## EXERCISE DESCRIPTION:
The exercise asks for every line of the data to be reproduced exactly.

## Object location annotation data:
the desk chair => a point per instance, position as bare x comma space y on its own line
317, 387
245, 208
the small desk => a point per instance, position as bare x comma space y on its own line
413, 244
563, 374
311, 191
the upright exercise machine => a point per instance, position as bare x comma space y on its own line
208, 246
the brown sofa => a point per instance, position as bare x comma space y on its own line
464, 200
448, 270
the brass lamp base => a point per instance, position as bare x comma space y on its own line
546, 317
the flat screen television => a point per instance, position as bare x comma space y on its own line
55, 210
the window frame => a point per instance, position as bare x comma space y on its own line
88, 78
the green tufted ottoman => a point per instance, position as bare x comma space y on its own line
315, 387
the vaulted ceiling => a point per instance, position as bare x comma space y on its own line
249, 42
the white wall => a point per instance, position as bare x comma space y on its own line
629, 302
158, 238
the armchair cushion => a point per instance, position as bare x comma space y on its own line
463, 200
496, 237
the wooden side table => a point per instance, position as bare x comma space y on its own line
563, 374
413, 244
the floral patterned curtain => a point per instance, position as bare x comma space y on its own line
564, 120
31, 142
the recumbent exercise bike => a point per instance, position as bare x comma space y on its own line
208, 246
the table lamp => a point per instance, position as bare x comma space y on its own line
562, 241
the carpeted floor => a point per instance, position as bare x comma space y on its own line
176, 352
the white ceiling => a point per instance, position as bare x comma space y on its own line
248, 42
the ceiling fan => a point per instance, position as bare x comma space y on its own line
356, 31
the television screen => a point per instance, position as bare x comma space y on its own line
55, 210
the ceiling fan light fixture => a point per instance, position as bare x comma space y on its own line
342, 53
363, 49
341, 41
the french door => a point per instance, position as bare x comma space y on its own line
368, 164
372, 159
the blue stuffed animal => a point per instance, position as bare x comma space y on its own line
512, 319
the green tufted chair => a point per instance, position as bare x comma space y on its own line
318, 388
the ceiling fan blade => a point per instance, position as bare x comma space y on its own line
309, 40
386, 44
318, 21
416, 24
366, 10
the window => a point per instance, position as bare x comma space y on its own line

## WRITTEN SOLUTION:
the desk chair => a point per instance, position as bare x comma space y on its own line
317, 387
245, 208
the small desk => a point per instance, position as bare x comma space y on its own line
413, 244
563, 374
311, 191
the upright exercise machine => a point per instance, position as bare x comma space y on its own line
208, 246
the brown sofa => a point per instance, position as bare x comma space y on its own line
464, 200
448, 270
the brass lamp base => a point per instance, position as bare x comma space y on its own line
546, 317
the flat screen television => a point per instance, position as bare x comma space y on its own line
55, 210
the window frame => a point per instance, position as bare x comma space y on its own line
88, 78
the green tufted ottoman => a point per instance, position as bare x comma space y on its own line
315, 387
the vaulted ceiling => a point per instance, position as bare x comma space y on its own line
249, 42
the white wall => a point per instance, position as bare x comma space y on its own line
629, 302
158, 238
the armchair cushion => a point per instance, position as bare x comma space y on its own line
463, 200
496, 237
the wooden side table => a point per instance, position as bare x comma space y on its own line
563, 374
413, 244
the floral patterned curtain => a point per instance, position as bare x comma space y on its own line
564, 120
31, 142
the recumbent exercise bike => a point per instance, position as bare x comma space y on its own line
208, 246
the table lamp => a point per instance, position as bare x comma space y on its own line
562, 241
the carpeted floor => a point per instance, position as bare x comma space y on its own line
176, 352
the white ceiling => a point per instance, position as bare x comma space y on its own line
248, 42
the ceiling fan => a point per instance, position as bare x comma space y on its own line
356, 31
the television screen => a point per instance, position as bare x comma space y on its own line
55, 210
the ceiling fan light fixture => a point per instance, position as bare x comma space y on its own line
342, 53
363, 49
341, 41
the french door => a point per instance, position as bare x comma space y on its own line
368, 164
372, 159
the blue stuffed animal => a point per instance, position as bare x comma space y on its own line
512, 319
the green tufted chair => a point per instance, position as bare x comma space y on its own line
318, 388
the ceiling fan blade => a point per instance, position as bare x comma space y on its own line
309, 40
386, 44
318, 21
416, 24
366, 10
the window => a point per instance, position as bare x comma space y on its own line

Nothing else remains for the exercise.